== What is asked ==
Can you repeat the lines below word for word, from the line with "Note: in this" up to and including the line with "pixel 16 612", and leave the pictures out of your answer?

== Supplied material ==
-------------------------
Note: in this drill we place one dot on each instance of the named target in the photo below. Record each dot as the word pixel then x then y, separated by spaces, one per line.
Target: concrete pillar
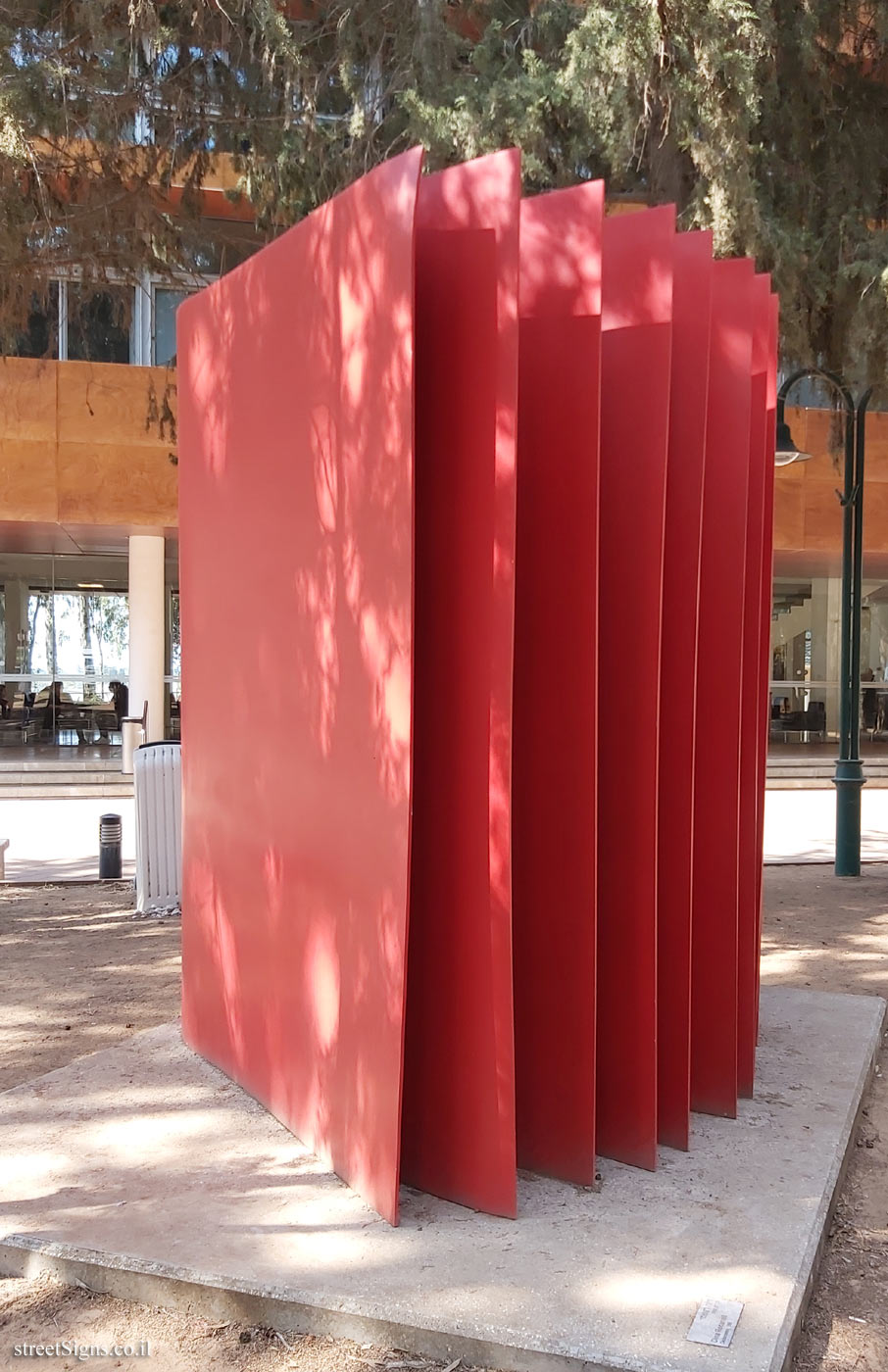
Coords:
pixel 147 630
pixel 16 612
-------------------------
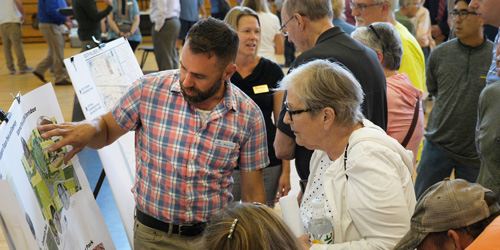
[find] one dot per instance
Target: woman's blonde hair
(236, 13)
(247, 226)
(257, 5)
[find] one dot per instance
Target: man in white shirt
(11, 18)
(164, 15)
-------------------------
== Written reply ==
Note: in this drill we place one dot on each instance of the named target in the photo below. Record each dot as the word pixel then x then y, separated by spaces, one per line.
Target: concrete pillar
Coords:
pixel 147 630
pixel 16 612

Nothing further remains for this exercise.